REQUIRED TASK 1:
Answer these questions on the post about Martin Amis:
(a) In which newspaper did the Amis piece appear?
(b) When did the French revolutionary terror begin and end, and how many victims did it claim?
(c) What is the title of the memoir by Eugenia Ginzburg, and in what year was it published?

SOURCE TEXT:
Martin Amis on the failure of the intellectuals: “The truth about Russia dawned in cloud and mist.”
Monday, July 6th, 2020Martin Amis goes on a rant about Lenin and the Soviet Union in the New York Times. As rants go, it’s top drawer. Enjoy for the verbal fireworks.
He begins: “It was a very bad idea from the outset, and one forced into life — or the life of the undead — with barely imaginable self-righteousness, pedantry, dynamism, and horror. The chief demerit of the Marxist program was its point-by-point defiance of human nature. Bolshevik leaders subliminally grasped the contradiction almost at once; and their rankly Procrustean answer was to leave the program untouched and change human nature. In practical terms this is what “totalitarianism” really means: On their citizens such regimes make ‘a total claim.'”
He continues:
As one historian of Russia put it, it is to the intellectuals that we turn for “real prowess of wrong-headedness.” But it wasn’t just the pundits, the writers (H. G. Wells, G. B. Shaw) and the philosophers (J.P. Sartre, A. J. Ayer) who swallowed the Moscow line; so did historians, sociologists, politicians, and even businessmen. To its supporters the allure of the Communist Party was twofold. The secondary appeal was that it gave you the (not quite delusive) impression that you were playing your part in world events; the primary appeal was that the program looked wonderful on paper, and spoke to the optimism and idealism of many of the most generous hearts and minds.

Two of a kind. Read about Lenin’s brain here.
It was vaguely understood that there had been some loss of life: the terror and famine under Lenin, the Civil War, forced collectivization (“Ten millions,” Stalin said to Churchill, holding up both palms, in the Kremlin in 1942), the burgeoning system of state slavery known as the gulag (created under Lenin), the Great Purge of 1937-38.All that could be set aside, for now, because (a) revolutions are always violent, and (b) the ends supposedly justify the means.
As for the first point, the French revolutionary terror lasted from June 1793 to July 1794, and claimed more than 16,000 victims, no more than a busy couple of weeks for the Bolsheviks (and imagine if Robespierre had kept at it until 1830). As for the second point, well, there is a counterproposition: Means shape ends, and tend to poison them. We all know, now, what we think of the Good Intentions Paving Company. Anyway, the means were all the Soviet citizen was ever going to get. Western doublethink and selective blindness on this question is a very rich field; the wisest and most stylish guide to it is Reflections on a Ravaged Century (2000), by Robert Conquest, to whom we will necessarily return.
Nabokov was the first one to see it with an “illusionless eye,” the critic Edmund Wilson, his longtime correspondent, indulged the Bolsheviks. Amis does not indulge Wilson:
By 1972 Wilson might have found time to read the three outstanding memoirs of the period: I Chose Freedom, by Viktor Kravchenko (1946), Journey Into the Whirlwind, by Eugenia Ginzburg (1967), and Hope Against Hope, by Nadezhda Mandelstam (1970).

Pointing rows:
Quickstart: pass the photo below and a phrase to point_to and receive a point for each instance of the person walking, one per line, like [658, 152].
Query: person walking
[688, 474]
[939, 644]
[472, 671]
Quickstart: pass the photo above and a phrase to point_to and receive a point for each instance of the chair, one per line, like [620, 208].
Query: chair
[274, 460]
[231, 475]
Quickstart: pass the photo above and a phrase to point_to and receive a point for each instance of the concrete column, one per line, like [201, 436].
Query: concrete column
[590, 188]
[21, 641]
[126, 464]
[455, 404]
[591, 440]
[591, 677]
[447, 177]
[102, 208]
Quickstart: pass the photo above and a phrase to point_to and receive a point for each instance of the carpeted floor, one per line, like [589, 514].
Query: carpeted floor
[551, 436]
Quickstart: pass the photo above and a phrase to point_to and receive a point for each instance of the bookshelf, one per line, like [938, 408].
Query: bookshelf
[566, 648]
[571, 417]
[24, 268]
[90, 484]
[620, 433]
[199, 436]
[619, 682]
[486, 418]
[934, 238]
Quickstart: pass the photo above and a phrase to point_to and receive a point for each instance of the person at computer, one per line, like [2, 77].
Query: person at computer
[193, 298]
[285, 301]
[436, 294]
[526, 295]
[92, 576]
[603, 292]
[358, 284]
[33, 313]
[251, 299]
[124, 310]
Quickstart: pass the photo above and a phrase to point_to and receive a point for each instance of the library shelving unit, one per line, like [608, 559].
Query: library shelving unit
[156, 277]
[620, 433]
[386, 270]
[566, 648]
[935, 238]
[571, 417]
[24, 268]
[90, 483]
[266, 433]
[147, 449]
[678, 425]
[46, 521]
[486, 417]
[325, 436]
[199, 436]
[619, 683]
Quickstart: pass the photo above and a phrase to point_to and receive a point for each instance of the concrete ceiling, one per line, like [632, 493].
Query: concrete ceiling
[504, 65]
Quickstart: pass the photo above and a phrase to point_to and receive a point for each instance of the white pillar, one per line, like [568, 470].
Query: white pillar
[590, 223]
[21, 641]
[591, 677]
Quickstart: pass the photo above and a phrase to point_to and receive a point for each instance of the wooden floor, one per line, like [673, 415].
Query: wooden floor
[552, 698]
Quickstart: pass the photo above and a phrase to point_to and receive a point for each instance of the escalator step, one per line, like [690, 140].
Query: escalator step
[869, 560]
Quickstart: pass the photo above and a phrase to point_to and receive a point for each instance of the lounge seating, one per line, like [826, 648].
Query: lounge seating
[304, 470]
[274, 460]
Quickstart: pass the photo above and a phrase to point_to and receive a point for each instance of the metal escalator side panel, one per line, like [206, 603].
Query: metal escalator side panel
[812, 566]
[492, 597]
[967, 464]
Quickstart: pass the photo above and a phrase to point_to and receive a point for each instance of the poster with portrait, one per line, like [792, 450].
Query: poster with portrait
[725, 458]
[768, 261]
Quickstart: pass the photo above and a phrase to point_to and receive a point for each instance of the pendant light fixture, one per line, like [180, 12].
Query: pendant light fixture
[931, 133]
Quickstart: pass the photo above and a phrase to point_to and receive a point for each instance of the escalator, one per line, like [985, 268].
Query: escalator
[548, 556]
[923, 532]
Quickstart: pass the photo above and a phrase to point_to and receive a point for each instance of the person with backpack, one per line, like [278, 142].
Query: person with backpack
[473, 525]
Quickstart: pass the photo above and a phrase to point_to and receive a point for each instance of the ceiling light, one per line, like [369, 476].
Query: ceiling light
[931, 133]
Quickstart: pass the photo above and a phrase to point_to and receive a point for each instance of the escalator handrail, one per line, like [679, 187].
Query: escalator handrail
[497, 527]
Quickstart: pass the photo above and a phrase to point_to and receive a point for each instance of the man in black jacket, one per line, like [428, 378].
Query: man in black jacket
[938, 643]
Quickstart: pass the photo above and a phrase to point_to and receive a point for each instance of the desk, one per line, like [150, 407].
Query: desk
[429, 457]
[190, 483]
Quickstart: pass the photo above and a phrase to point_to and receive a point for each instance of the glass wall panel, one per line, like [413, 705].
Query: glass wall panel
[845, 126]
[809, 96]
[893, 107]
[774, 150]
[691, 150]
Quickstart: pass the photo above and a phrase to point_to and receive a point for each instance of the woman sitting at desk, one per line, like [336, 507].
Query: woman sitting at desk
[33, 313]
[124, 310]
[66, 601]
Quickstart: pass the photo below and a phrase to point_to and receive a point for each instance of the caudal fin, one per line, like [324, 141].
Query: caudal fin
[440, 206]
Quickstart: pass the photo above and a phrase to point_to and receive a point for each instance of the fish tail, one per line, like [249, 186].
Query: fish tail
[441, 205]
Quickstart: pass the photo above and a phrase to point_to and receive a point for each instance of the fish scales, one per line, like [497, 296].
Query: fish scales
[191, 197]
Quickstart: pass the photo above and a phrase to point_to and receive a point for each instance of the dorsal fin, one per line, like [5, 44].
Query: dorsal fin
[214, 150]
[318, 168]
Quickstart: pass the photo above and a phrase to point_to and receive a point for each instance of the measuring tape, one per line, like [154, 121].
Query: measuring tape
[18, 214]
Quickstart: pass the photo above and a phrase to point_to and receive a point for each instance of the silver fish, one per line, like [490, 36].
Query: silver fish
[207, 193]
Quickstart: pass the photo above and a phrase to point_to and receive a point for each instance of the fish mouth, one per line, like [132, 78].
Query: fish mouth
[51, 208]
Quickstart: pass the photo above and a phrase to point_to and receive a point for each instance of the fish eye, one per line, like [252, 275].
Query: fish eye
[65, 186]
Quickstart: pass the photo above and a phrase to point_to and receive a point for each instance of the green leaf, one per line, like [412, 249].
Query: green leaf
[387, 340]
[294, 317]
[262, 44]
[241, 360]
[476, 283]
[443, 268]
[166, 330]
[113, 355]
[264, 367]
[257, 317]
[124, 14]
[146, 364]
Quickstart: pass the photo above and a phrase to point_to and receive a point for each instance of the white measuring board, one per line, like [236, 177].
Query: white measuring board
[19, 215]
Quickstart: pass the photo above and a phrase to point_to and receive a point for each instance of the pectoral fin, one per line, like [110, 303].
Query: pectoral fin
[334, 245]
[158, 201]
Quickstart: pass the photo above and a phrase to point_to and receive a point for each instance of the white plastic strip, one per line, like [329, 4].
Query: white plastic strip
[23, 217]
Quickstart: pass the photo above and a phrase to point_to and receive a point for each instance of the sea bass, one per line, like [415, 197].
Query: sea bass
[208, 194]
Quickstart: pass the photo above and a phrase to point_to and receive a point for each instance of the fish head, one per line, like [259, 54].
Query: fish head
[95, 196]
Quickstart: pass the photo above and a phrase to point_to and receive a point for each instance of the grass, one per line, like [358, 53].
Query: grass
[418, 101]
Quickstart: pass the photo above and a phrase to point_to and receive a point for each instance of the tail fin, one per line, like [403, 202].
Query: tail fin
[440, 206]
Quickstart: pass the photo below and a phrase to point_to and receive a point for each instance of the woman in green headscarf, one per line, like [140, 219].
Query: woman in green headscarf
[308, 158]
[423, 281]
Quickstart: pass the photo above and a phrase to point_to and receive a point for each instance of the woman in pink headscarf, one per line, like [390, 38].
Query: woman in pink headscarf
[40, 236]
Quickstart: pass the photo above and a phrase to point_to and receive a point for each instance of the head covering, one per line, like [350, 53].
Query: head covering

REQUIRED TASK 2: Return each of the rows that contains the word "wall".

WRITTEN SOLUTION 1:
(a) The New York Times.
(b) It lasted from June 1793 to July 1794 and claimed more than 16,000 victims.
(c) Journey Into the Whirlwind, published in 1967.

WRITTEN SOLUTION 2:
Quickstart: pass the photo above and a phrase to point_to and receive a point for each instance of the glass wall panel, one per line, like [413, 705].
Query: glass wall panel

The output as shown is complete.